• **Aim of the task**
Present every line of the records below as a single numbered list, leaving out the blank lines.

• **Supplied data**
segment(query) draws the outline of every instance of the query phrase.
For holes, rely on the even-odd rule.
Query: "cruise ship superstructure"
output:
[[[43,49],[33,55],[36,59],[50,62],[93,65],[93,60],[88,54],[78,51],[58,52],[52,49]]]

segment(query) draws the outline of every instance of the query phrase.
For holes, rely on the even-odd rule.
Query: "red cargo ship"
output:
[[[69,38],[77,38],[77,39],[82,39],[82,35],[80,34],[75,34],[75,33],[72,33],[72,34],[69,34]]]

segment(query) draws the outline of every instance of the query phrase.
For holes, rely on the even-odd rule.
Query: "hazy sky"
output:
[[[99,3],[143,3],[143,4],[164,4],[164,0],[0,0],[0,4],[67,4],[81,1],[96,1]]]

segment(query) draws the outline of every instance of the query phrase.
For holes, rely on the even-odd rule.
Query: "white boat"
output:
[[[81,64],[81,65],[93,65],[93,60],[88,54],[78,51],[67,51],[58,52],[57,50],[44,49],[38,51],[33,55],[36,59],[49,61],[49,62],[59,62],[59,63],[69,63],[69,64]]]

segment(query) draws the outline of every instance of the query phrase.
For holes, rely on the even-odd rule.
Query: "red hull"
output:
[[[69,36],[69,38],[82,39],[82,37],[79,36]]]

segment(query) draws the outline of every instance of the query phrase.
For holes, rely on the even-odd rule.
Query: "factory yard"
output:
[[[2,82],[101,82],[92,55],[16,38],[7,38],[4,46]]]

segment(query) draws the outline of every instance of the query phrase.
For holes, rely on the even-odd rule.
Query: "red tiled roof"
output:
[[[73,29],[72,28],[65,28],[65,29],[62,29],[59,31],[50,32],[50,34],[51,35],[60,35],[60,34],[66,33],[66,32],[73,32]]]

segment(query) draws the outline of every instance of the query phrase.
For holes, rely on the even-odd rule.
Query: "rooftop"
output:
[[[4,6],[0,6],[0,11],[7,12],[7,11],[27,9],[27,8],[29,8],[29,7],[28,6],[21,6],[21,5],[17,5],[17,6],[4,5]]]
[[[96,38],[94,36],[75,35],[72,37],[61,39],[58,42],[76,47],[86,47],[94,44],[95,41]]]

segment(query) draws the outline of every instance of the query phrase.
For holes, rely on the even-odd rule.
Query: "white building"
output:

• **Solution to the problem**
1. segment(query) draws the outline of every instance of the query phrase.
2. For holes, rely on the even-odd rule.
3. Query: "cruise ship superstructure"
4. output:
5. [[[43,49],[33,55],[36,59],[50,62],[93,65],[93,60],[88,54],[78,51],[58,52],[52,49]]]
6. segment(query) draws the outline of every instance of the query phrase.
7. For holes, rely on the even-odd rule.
8. Query: "red cargo ship"
9. output:
10. [[[69,38],[77,38],[77,39],[82,39],[82,35],[80,34],[75,34],[75,33],[72,33],[72,34],[69,34]]]
11. segment(query) draws the outline of every instance of the query phrase.
12. For holes, rely on the even-odd rule.
13. Query: "hazy sky"
14. output:
15. [[[99,3],[143,3],[143,4],[164,4],[164,0],[0,0],[0,4],[67,4],[81,1],[96,1]]]
16. segment(query) draws the outline of every instance of the query phrase.
17. For holes, rely on the even-odd rule.
18. Query: "white boat"
19. output:
20. [[[81,64],[81,65],[93,65],[93,60],[88,54],[78,51],[67,51],[58,52],[57,50],[44,49],[38,51],[33,55],[36,59],[49,61],[49,62],[59,62],[59,63],[69,63],[69,64]]]
21. segment(query) draws the outline of every instance of the query phrase.
22. For holes, rely on the even-odd rule.
23. Query: "red hull"
24. output:
25. [[[69,36],[69,38],[82,39],[82,37],[79,36]]]
26. segment(query) draws the outline of every instance of the query phrase.
27. For holes, rely on the even-odd rule.
28. Query: "factory yard"
29. output:
30. [[[2,82],[101,82],[92,55],[16,38],[7,38],[4,46]]]
31. segment(query) draws the outline of every instance of the query phrase.
32. For holes, rely on the even-odd rule.
33. Query: "red tiled roof"
34. output:
35. [[[73,29],[72,28],[65,28],[65,29],[62,29],[59,31],[50,32],[50,34],[51,35],[60,35],[60,34],[66,33],[66,32],[73,32]]]
36. segment(query) draws the outline of every instance of the query phrase.
37. For holes, rely on the even-odd rule.
38. Query: "rooftop"
39. output:
40. [[[4,6],[0,6],[0,11],[7,12],[7,11],[27,9],[27,8],[29,8],[29,7],[28,6],[21,6],[21,5],[17,5],[17,6],[4,5]]]
41. [[[96,38],[94,36],[75,35],[72,37],[61,39],[58,42],[76,47],[86,47],[94,44],[95,41]]]
42. segment(query) draws the outline of every instance of the query phrase.
43. For holes, rely on the even-odd rule.
44. Query: "white building"
45. output:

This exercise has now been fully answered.